Job =>
Copy out every item below, character for character.

Records for processing =>
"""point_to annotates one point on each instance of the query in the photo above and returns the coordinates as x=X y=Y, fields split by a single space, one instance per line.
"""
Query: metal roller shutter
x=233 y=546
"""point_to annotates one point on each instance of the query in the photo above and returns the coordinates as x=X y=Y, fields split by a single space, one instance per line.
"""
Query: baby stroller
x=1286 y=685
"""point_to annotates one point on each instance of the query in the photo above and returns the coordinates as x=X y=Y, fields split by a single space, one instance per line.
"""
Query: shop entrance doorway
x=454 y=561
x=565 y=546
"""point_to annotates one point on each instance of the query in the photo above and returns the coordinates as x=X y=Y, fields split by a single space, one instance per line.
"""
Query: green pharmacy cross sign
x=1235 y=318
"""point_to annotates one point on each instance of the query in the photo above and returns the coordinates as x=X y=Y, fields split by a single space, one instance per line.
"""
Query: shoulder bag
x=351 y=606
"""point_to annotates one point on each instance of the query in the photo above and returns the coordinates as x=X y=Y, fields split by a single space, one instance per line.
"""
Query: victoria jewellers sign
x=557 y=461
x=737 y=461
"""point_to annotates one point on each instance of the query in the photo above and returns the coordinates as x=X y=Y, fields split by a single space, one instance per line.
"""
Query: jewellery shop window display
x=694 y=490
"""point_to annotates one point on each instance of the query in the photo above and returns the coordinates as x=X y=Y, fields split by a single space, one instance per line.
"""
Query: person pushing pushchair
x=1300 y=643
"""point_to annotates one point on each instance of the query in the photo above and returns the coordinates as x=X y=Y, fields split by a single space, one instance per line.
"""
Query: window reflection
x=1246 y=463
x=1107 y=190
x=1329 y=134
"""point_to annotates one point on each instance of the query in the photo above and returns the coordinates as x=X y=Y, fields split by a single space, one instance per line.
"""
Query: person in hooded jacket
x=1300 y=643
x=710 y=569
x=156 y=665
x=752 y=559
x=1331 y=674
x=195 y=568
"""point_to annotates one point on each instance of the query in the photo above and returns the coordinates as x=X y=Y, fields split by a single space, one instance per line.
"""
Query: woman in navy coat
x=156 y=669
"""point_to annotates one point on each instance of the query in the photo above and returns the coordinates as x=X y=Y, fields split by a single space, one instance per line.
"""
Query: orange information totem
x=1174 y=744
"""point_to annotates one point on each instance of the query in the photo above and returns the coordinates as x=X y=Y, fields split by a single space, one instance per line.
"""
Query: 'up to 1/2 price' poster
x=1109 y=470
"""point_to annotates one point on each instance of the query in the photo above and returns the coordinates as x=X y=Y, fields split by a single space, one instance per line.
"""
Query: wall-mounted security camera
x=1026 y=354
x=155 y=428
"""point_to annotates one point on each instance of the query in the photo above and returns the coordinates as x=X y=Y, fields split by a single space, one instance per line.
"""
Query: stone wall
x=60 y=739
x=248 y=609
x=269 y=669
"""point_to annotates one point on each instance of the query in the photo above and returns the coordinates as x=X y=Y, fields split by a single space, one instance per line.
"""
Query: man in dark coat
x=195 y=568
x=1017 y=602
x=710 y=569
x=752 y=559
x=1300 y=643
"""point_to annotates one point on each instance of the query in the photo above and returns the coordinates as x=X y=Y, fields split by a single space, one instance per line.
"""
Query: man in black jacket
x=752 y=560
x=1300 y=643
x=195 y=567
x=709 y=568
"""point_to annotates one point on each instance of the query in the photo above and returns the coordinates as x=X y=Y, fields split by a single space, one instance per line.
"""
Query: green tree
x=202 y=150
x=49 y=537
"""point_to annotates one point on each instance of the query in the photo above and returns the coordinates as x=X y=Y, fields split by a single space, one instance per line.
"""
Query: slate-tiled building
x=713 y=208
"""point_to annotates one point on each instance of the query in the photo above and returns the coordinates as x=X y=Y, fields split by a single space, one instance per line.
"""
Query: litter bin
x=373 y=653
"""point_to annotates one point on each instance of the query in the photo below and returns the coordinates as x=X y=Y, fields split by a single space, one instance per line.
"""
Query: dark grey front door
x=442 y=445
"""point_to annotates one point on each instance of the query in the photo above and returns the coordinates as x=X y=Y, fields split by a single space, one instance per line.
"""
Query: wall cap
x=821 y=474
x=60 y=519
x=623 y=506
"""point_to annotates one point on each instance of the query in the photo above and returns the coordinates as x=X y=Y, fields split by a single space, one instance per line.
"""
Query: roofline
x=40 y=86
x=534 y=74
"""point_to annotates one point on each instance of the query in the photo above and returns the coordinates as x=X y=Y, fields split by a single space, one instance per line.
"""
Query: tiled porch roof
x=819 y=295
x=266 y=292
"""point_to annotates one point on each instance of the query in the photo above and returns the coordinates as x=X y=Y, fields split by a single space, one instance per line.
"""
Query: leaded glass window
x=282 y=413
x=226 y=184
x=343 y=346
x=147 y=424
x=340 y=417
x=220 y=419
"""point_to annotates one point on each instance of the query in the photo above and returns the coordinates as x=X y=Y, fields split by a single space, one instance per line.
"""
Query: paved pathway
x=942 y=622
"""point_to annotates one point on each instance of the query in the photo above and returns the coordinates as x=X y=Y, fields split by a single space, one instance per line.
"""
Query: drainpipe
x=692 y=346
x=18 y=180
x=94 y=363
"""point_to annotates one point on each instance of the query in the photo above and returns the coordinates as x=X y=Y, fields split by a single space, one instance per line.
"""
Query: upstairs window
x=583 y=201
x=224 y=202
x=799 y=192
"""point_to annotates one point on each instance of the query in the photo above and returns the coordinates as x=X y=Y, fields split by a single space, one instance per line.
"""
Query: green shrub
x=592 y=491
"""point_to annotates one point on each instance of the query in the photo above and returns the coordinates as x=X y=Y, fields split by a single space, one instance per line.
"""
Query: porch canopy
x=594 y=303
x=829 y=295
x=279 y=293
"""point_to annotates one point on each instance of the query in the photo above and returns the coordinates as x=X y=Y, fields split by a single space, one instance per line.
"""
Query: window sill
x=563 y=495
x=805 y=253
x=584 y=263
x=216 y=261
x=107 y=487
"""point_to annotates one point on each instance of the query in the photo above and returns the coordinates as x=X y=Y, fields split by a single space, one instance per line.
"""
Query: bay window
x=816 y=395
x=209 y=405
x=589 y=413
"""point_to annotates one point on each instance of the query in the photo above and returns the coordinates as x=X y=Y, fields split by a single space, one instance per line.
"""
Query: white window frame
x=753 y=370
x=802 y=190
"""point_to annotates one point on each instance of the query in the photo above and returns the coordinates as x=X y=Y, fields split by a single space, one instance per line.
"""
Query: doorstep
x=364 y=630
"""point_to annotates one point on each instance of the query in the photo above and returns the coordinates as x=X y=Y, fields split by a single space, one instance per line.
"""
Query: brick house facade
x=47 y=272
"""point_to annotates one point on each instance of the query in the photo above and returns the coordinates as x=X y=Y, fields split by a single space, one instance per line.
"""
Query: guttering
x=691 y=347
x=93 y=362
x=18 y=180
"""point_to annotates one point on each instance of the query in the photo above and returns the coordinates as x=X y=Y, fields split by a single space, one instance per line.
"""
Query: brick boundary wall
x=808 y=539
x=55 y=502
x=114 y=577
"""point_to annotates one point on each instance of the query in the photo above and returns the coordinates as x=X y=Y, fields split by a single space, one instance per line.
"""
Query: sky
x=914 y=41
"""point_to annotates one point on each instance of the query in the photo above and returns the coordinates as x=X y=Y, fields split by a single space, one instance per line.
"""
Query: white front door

Expected output =>
"""point_to annotates one point on each instance of the query in the photo above and returns the coordinates as x=X y=Y, fields split by a single space, one instance per line.
"""
Query: metal roller shutter
x=233 y=546
"""point_to annotates one point on each instance of the query in the photo above and returns the coordinates as x=X y=Y, fields split by a single space, one instance per line.
"""
Query: baby stroller
x=1286 y=685
"""point_to annotates one point on each instance of the query in the photo above and returns the coordinates as x=X y=Y, fields split by a single space, one instance per line.
"""
Query: shop entrance doorway
x=454 y=561
x=565 y=546
"""point_to annotates one point on each instance of the query in the photo above and returns the coordinates as x=X y=Y, fields split by a single space, one instance per line.
"""
Query: green pharmacy cross sign
x=1235 y=318
"""point_to annotates one point on each instance of the query in the photo above and returns the coordinates as x=X y=Y, fields split by a single space, one instance per line.
"""
Query: shoulder bag
x=351 y=606
"""point_to annotates one point on each instance of the query in the photo above and returns the coordinates as x=X y=Y, fields split by a single space, one instance per line.
"""
Query: victoria jewellers sign
x=557 y=461
x=737 y=461
"""point_to annotates one point on each instance of the query in the photo above and returns the coordinates as x=X y=Y, fields split by a single space, one instance per line.
"""
Query: jewellery shop window display
x=694 y=490
"""point_to annotates one point on each instance of the query in the photo above and returns the coordinates as x=X y=Y, fields split by a single space, one instance per line.
"""
Query: person pushing pushchair
x=1300 y=643
"""point_to annotates one point on each instance of the query in the photo above and returns the coordinates as x=X y=Y, fields split by a single space, one instance per line.
"""
Query: window reflection
x=1246 y=463
x=1107 y=190
x=1329 y=134
"""point_to annotates one point on each instance of the query in the photo above and returns the coordinates as x=X y=Y, fields split by a single space, one instance per line.
"""
Query: person in hooded jacket
x=1300 y=643
x=710 y=569
x=156 y=665
x=752 y=559
x=1331 y=674
x=195 y=568
"""point_to annotates one point on each instance of the query in the photo above and returns the coordinates as x=X y=Y, fields split by a single space, one instance per line.
"""
Query: woman in navy coat
x=156 y=669
"""point_to annotates one point on each instance of the query in the photo above and returns the coordinates as x=X y=Y, fields split by a single space, one instance per line.
"""
Query: orange information totem
x=1174 y=744
"""point_to annotates one point on each instance of the query in the photo above and returns the coordinates as x=X y=Y, fields split by a single space, one instance per line.
"""
Query: 'up to 1/2 price' poster
x=1109 y=470
"""point_to annotates one point on each instance of the query in the photo above and returns the coordinates as x=X y=Y, fields split by a single space, one instance per line.
"""
Query: wall-mounted security camera
x=1026 y=354
x=155 y=428
"""point_to annotates one point on each instance of the query in the photo above and returns the coordinates as x=X y=Y, fields split by a single space, one instance per line.
"""
Query: stone wall
x=60 y=739
x=248 y=609
x=269 y=669
"""point_to annotates one point on each instance of the query in the photo above and returns the coordinates as x=X y=Y, fields split by a single space, one instance per line.
"""
Query: man in dark coat
x=195 y=568
x=1017 y=602
x=710 y=569
x=752 y=559
x=1300 y=643
"""point_to annotates one point on each instance of the query in the photo above and returns the coordinates as x=X y=Y, fields split by a single space, one instance per line.
"""
Query: man in black jacket
x=752 y=560
x=1300 y=643
x=195 y=567
x=709 y=568
"""point_to annotates one point on each instance of the query in the photo above and returns the coordinates as x=X y=Y, fields split by a single space, one instance per line.
"""
Query: green tree
x=202 y=150
x=49 y=537
"""point_to annotates one point on each instance of the query in the photo above and returns the coordinates as x=X y=Y, fields split by a single space, one instance per line.
"""
Query: slate-tiled building
x=713 y=208
"""point_to annotates one point on each instance of the query in the photo above and returns the coordinates as x=X y=Y, fields split by a single space, one instance per line.
"""
Query: litter bin
x=373 y=653
"""point_to annotates one point on each instance of the query in the photo below and returns the coordinates as x=X y=Y, fields split by a single space, one instance per line.
"""
Query: dark grey front door
x=442 y=445
"""point_to annotates one point on each instance of the query in the photo above and returns the coordinates as x=X y=Y, fields split by a single space, one instance per line.
"""
Query: wall cap
x=821 y=474
x=60 y=519
x=623 y=506
"""point_to annotates one point on each instance of the query in the photo above and returns the coordinates as x=X y=Y, fields split by a single space, one instance per line.
"""
Query: roofline
x=40 y=86
x=534 y=74
"""point_to annotates one point on each instance of the query in the photo above and returns the coordinates as x=X y=Y, fields split by a single space, one instance per line.
"""
Query: tiled porch roof
x=819 y=295
x=266 y=292
"""point_to annotates one point on each instance of the query in the photo above and returns the coordinates as x=X y=Y, fields split by a single space, one instance per line.
"""
Query: leaded glass window
x=282 y=413
x=226 y=184
x=343 y=346
x=147 y=424
x=340 y=417
x=220 y=419
"""point_to annotates one point on each instance of the query in the photo above and returns the coordinates as x=X y=Y, fields split by a single space, one instance per line.
"""
Query: paved pathway
x=942 y=622
"""point_to annotates one point on each instance of the query in the photo above and returns the coordinates as x=X y=Y, fields split by a single space, one instance per line.
"""
Query: drainpipe
x=692 y=346
x=18 y=180
x=94 y=363
"""point_to annotates one point on each instance of the query in the photo above and returns the coordinates as x=X y=Y, fields split by a single space, one instance per line.
"""
Query: upstairs window
x=583 y=201
x=224 y=202
x=799 y=192
"""point_to annotates one point on each instance of the query in the photo above and returns the coordinates as x=X y=Y, fields split by a single space, one instance per line.
"""
Query: green shrub
x=592 y=491
"""point_to annotates one point on each instance of the query in the photo above and returns the coordinates as x=X y=Y, fields split by a single space, one instance per line.
"""
Query: porch canopy
x=594 y=303
x=829 y=295
x=279 y=293
"""point_to annotates one point on each instance of the query in the photo above and returns the coordinates as x=X y=Y, fields split by a single space, one instance per line.
"""
Query: window sill
x=563 y=495
x=805 y=253
x=584 y=263
x=216 y=261
x=107 y=487
"""point_to annotates one point on each instance of the query in the photo above and returns the coordinates as x=X y=Y, fields split by a single space, one instance per line.
"""
Query: bay window
x=816 y=395
x=209 y=405
x=589 y=413
"""point_to annotates one point on each instance of the query in the photo above and returns the coordinates as x=X y=Y, fields split by a single space, one instance per line.
"""
Query: white window frame
x=753 y=370
x=802 y=190
"""point_to annotates one point on each instance of the query in the photo above and returns the coordinates as x=X y=Y, fields split by a single space, one instance per line.
"""
Query: doorstep
x=364 y=630
"""point_to annotates one point on each instance of the query in the photo above and returns the coordinates as x=X y=Y, fields split by a single space, one instance per line.
"""
Query: brick house facade
x=47 y=272
"""point_to annotates one point on each instance of the query in the photo above and returns the coordinates as x=X y=Y, fields split by a single space, one instance per line.
"""
Query: guttering
x=691 y=347
x=93 y=362
x=18 y=180
"""point_to annotates one point on each instance of the query in the photo above and returns the coordinates as x=X y=Y, fields split by a single space, one instance per line.
"""
Query: brick boundary wall
x=808 y=539
x=55 y=502
x=114 y=577
"""point_to annotates one point on each instance of the query in the photo above and returns the coordinates as x=X y=Y, fields split by a single space, one instance per line.
"""
Query: sky
x=914 y=41
"""point_to annotates one point on each instance of the query in the photo above and returns the coordinates as x=X y=Y, fields split by a single space, one instance per line.
"""
Query: white front door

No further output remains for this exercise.